Aufgabenstellung — Nenne die Person, der der Text zum Slogan „Werte brauchen Gott“ die große Leistung zuschreibt, das Christentum auf die Freiheitsvision des Paulus zurückgeführt zu haben.

Text —
"""
Werte brauchen Gott?

Mich hat das ganze Wertegequassel auch schon lange gestört. Jetzt kommt der erklärte Atheist und WamS-Journalist Alan Posener und bringt auf den Punkt, wo das Problem liegt:

Nein, wenn Gott eine Notwendigkeit ist, dann doch wohl nicht, weil es ohne ihn Fleiß und Disziplin, Liebe und Treue nicht gäbe; sondern weil es ohne ihn (in den Augen dessen, der glaubt) weder die Welt noch die Liebe noch die Menschen noch ein Leben nach dem Tod noch einen Sinn im Leben gäbe. Es ist die große Leistung Martin Luthers, mit dem Protestantismus das Christentum zurückgeführt zu haben auf jene Freiheitsvision des Zeltmachers Paulus, der da sagte: Ihr braucht nicht das Gesetz zu erfüllen, um gottgefällig und also erlöst zu sein. Die Rechnung ist schon durch den Tod Jesu beglichen. Ihr seid frei. Und also könnt ihr das Gesetz nun aus freien Stücken erfüllen, aus Liebe.Man lönnte allenfalls sagen: Gott braucht Werte. Eine eher jüdische Haltung, denke ich, bei der die Erfüllung des Gesetzes den Alltag heiligt. Aber wie man sieht: das Gesetz ist nicht Zweck, sondern nur Mittel zum Zweck. Beim Slogan „Werte brauchen Gott“ ist es umgekehrt.
"""
Ausgangsdaten —
"""
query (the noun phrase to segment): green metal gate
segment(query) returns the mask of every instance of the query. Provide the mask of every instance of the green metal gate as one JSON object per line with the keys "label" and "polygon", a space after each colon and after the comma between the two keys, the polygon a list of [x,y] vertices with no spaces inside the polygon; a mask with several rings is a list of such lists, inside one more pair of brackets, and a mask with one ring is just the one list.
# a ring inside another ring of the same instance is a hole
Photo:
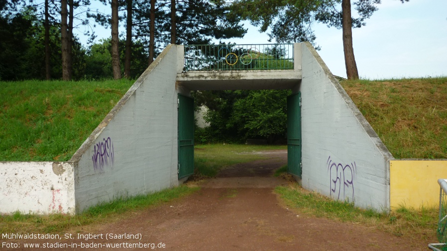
"""
Ergebnis — Martin Luther, der dies mit dem Protestantismus erreicht hat.